─── DATA EXCERPTS ───

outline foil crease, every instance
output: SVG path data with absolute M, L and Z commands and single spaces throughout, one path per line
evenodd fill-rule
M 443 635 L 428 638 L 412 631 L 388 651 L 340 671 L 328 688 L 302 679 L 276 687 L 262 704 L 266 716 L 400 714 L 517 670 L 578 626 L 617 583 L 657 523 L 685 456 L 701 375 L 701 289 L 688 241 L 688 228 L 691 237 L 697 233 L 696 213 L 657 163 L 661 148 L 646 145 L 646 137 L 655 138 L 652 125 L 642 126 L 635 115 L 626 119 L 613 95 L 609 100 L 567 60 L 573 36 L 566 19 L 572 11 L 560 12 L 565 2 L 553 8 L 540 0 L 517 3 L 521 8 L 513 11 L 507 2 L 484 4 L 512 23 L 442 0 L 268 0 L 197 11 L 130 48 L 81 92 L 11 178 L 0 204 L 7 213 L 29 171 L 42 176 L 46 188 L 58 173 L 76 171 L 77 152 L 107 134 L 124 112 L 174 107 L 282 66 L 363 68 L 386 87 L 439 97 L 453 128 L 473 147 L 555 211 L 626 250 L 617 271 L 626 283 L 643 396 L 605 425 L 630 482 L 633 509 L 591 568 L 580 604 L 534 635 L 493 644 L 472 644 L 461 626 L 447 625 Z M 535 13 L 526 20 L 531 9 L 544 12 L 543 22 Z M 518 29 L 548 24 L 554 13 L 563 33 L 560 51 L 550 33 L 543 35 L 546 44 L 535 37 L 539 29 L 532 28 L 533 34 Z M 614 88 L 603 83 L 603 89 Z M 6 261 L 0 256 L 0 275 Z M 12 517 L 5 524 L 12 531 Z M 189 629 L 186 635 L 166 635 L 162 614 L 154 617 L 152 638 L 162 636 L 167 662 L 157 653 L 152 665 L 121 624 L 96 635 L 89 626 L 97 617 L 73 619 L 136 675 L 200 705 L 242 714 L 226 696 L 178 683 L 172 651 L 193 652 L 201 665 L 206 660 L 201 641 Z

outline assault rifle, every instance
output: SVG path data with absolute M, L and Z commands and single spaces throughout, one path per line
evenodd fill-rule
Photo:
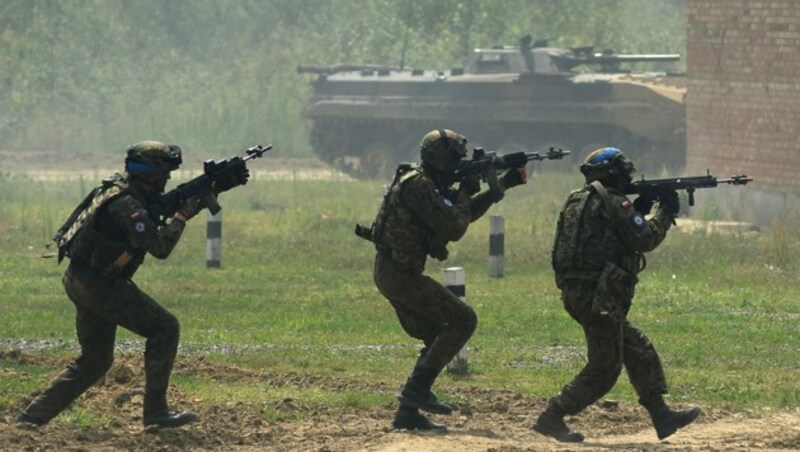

───

** PROBLEM DETAILS **
Which lines of the data above contain the word "every"? List each of those lines in full, matching case exactly.

** FULL OUTPUT **
outline foil crease, every instance
outline assault rifle, every instance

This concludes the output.